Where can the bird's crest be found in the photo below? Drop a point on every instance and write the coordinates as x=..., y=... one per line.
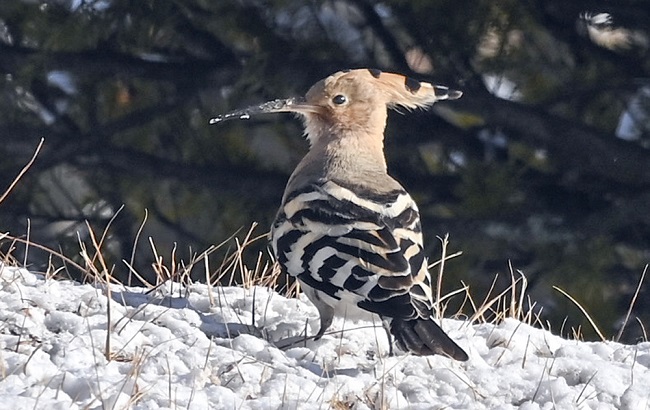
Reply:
x=372, y=86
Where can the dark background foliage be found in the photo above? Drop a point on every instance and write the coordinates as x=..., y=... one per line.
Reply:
x=543, y=164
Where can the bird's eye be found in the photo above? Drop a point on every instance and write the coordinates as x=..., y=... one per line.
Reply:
x=339, y=99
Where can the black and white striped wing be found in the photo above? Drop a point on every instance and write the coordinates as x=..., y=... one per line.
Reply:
x=360, y=248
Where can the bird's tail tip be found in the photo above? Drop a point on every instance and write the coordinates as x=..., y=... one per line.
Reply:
x=425, y=337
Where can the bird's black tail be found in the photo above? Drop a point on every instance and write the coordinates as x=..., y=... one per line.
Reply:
x=424, y=337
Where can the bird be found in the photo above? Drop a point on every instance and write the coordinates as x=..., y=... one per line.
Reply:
x=348, y=231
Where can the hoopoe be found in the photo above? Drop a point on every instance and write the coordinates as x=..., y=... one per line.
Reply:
x=346, y=229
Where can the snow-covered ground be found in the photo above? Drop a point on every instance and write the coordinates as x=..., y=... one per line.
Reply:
x=195, y=348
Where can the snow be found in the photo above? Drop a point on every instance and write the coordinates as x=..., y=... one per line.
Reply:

__________________________________________________

With the pictures removed, copy the data above word for word.

◆ The answer:
Where can the bird's crest be found in the photo below? Drop a point on every instance and write the coordinates as x=..., y=... one per line.
Reply:
x=372, y=86
Where can the dark background foliage be found in the photo above? Drop a point on every instance and write the coordinates as x=..., y=... one per line.
Reply:
x=543, y=164
Where can the bird's eye be found in the photo above? Drop a point on every instance and write the coordinates as x=..., y=... one per line.
Reply:
x=339, y=99
Where can the black and white striped wing be found in the photo above? Drop a point on every instance and write the coordinates as x=..., y=... one per line.
Reply:
x=360, y=248
Where can the bird's tail tip be found in the photo above? Drop a point on every instance and write the coordinates as x=..., y=... one per line.
Reply:
x=425, y=337
Where can the bird's black tail be found in the photo above? Drop a point on every instance and write the coordinates as x=..., y=... one per line.
Reply:
x=424, y=337
Where can the bird be found in the photo above? Drop a point on every instance and write the coordinates as x=..., y=... one per line.
Reply:
x=348, y=231
Where can the hoopoe be found in the photo above? Drop a point on every instance and write the coordinates as x=..., y=... one per line.
Reply:
x=346, y=229
Where can the snow-covered ground be found in the photo above? Drop a point on every instance and write the coordinates as x=..., y=... one per line.
Reply:
x=195, y=348
Where can the snow be found in the photo above? Drop a point on every instance and write the coordinates as x=..., y=... one per line.
Reply:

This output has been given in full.